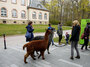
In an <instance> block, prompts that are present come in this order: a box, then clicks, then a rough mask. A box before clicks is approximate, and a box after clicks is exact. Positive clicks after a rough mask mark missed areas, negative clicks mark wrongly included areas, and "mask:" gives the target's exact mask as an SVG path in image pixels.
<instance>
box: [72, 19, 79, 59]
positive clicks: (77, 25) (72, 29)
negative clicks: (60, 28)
mask: <svg viewBox="0 0 90 67" xmlns="http://www.w3.org/2000/svg"><path fill="white" fill-rule="evenodd" d="M79 34H80V24H79V22H78V20H75V21H73V27H72V33H71V39H70V42H71V57H70V59H72V60H73V59H74V48H75V50H76V53H77V56H76V57H75V58H77V59H80V54H79V51H78V41H79Z"/></svg>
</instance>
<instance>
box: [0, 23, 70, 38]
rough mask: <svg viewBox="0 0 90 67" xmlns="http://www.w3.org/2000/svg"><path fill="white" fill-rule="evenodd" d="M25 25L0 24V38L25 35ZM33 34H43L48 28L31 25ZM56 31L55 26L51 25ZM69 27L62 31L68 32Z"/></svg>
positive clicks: (17, 24) (21, 24)
mask: <svg viewBox="0 0 90 67" xmlns="http://www.w3.org/2000/svg"><path fill="white" fill-rule="evenodd" d="M26 26H27V25H26V24H0V36H2V34H6V35H21V34H25V33H26V28H25V27H26ZM33 27H34V33H36V32H45V29H47V28H48V25H33ZM52 27H54V28H55V29H56V30H57V25H52ZM70 29H71V27H65V26H63V30H70Z"/></svg>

^^^^^^^^

### Aim of the exercise:
Repeat, character for character, the lines from the one that holds "box: [0, 23, 70, 38]" to the final line of the material, inclusive, and no other lines.

### Task answer:
box: [0, 23, 70, 38]
rough mask: <svg viewBox="0 0 90 67" xmlns="http://www.w3.org/2000/svg"><path fill="white" fill-rule="evenodd" d="M25 25L0 24V38L25 35ZM33 34H43L48 28L31 25ZM56 31L55 26L51 25ZM69 27L62 31L68 32Z"/></svg>
positive clicks: (17, 24) (21, 24)
mask: <svg viewBox="0 0 90 67" xmlns="http://www.w3.org/2000/svg"><path fill="white" fill-rule="evenodd" d="M26 26H27V25H26V24H0V36H2V34H6V35H21V34H25V33H26V28H25V27H26ZM33 27H34V33H36V32H45V29H47V28H48V25H33ZM52 27H54V28H55V29H56V30H57V25H52ZM70 29H71V27H65V26H63V30H70Z"/></svg>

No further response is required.